*** Given records

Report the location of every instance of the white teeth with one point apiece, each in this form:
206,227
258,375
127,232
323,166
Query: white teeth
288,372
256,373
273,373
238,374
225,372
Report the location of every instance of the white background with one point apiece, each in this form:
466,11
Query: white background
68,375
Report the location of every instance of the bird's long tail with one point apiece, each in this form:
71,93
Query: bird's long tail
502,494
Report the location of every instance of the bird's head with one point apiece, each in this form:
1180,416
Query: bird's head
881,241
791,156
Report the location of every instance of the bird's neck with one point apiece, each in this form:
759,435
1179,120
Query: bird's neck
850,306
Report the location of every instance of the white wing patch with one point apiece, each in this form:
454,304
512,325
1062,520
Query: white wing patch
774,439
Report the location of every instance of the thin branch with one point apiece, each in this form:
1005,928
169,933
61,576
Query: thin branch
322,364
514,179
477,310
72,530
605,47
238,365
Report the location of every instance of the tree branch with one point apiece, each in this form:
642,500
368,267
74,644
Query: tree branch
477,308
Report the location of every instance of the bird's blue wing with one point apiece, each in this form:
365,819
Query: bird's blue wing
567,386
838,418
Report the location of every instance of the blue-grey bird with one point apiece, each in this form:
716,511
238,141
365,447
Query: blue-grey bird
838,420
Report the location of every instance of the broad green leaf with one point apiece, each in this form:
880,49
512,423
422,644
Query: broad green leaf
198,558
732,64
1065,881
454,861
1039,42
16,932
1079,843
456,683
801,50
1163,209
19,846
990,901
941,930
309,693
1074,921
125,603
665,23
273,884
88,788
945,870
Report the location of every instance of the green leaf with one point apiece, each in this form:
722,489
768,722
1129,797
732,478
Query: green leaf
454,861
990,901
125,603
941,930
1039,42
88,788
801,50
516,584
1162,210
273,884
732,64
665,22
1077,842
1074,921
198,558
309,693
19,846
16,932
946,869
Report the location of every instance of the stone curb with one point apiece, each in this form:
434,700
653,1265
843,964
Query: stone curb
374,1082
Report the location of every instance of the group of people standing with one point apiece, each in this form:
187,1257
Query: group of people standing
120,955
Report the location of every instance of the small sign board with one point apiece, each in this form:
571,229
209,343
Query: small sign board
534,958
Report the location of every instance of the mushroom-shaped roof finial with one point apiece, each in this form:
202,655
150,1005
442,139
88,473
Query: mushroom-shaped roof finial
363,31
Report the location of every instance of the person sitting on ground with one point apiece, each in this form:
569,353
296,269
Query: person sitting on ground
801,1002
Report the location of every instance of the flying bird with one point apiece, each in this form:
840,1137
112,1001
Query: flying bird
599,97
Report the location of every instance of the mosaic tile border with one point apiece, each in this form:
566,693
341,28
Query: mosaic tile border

******

Given task => Format the lines above as a numbered list, omitting blank lines, covering only the part that opens with the line containing "Report the location of every instance of the mushroom-shaped" and runs through the last line.

Exercise output =>
1. Report the location of every instance of the mushroom-shaped roof finial with one point apiece, each in this form:
2. 202,655
3. 150,1005
4. 442,139
5. 88,473
6. Query: mushroom-shaped roof finial
7. 363,31
8. Report the location of every instance of the person sitting on ground with one point apiece, each in this form:
9. 569,353
10. 296,269
11. Query: person sitting on ground
12. 801,1002
13. Report the location of every instance of the flying bird with one point apiece, each in this form:
14. 840,1137
15. 112,1001
16. Query: flying bird
17. 599,97
18. Report the location of every instance of the mosaic tile border with one point apiece, each in this form:
19. 566,693
20. 341,28
21. Query: mosaic tile border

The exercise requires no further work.